- _Written task_
Retype each of the records below line by line, with no changes at all.
<<<<
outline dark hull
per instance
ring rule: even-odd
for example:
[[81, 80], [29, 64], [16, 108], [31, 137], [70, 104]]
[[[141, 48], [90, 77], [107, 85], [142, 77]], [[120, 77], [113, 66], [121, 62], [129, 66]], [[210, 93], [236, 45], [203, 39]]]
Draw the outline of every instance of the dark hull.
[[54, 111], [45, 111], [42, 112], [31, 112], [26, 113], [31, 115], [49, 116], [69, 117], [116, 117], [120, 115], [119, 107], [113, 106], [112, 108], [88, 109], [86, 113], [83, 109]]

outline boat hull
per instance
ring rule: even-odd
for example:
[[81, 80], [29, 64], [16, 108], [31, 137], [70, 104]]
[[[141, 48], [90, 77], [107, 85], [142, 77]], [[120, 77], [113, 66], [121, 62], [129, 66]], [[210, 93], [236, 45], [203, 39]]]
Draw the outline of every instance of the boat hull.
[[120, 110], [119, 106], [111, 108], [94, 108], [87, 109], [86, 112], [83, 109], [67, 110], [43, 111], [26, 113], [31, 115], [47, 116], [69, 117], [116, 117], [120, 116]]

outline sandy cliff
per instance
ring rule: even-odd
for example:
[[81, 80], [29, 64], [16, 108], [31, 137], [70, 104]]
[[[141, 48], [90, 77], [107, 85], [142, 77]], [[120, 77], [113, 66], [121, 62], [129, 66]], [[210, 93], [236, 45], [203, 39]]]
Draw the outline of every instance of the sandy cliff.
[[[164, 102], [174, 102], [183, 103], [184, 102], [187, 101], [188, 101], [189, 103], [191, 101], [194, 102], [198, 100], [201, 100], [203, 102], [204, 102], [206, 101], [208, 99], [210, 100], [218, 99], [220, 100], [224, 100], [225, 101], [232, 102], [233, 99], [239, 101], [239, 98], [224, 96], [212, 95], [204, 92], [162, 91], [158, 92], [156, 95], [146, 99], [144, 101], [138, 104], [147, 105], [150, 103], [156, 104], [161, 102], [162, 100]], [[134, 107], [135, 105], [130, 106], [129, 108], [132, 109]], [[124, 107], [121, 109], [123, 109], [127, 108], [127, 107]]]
>>>>
- _Written response_
outline dark hull
per instance
ring rule: even-odd
for example:
[[81, 80], [29, 64], [16, 108], [31, 137], [70, 104]]
[[[141, 48], [90, 77], [107, 85], [142, 77]], [[120, 77], [113, 66], [121, 62], [129, 66]], [[210, 93], [236, 45], [203, 39]]]
Draw the outline of every instance of the dark hull.
[[54, 111], [45, 111], [42, 112], [31, 112], [26, 113], [31, 115], [49, 116], [69, 117], [116, 117], [120, 115], [119, 107], [113, 106], [112, 108], [88, 109], [86, 113], [83, 109]]

outline boat hull
per instance
ring rule: even-odd
for example:
[[81, 80], [29, 64], [16, 108], [31, 137], [70, 104]]
[[[141, 48], [90, 77], [107, 85], [142, 77]], [[120, 77], [113, 66], [121, 62], [129, 66]], [[210, 93], [236, 45], [203, 39]]]
Draw the outline of every instance of the boat hull.
[[120, 110], [119, 106], [111, 108], [94, 108], [87, 109], [86, 112], [83, 109], [67, 110], [43, 111], [26, 113], [31, 115], [47, 116], [69, 117], [116, 117], [120, 116]]

outline sandy cliff
per instance
ring rule: even-odd
for example:
[[81, 80], [29, 64], [16, 108], [31, 137], [70, 104]]
[[[141, 48], [90, 77], [107, 85], [142, 77]], [[120, 77], [113, 66], [121, 62], [129, 66]], [[210, 93], [236, 45], [203, 39]]]
Draw the outline of every instance of the sandy cliff.
[[[164, 102], [174, 102], [183, 103], [184, 102], [187, 101], [188, 101], [189, 103], [191, 101], [194, 102], [198, 100], [201, 100], [203, 102], [204, 102], [206, 101], [208, 99], [210, 100], [218, 99], [220, 100], [224, 100], [225, 101], [232, 102], [233, 99], [239, 101], [239, 98], [224, 96], [212, 95], [204, 92], [162, 91], [158, 92], [156, 95], [146, 99], [144, 101], [138, 104], [147, 105], [150, 103], [156, 104], [161, 102], [162, 100]], [[134, 107], [135, 105], [130, 106], [129, 108], [132, 109]], [[124, 107], [121, 109], [123, 109], [127, 108], [127, 107]]]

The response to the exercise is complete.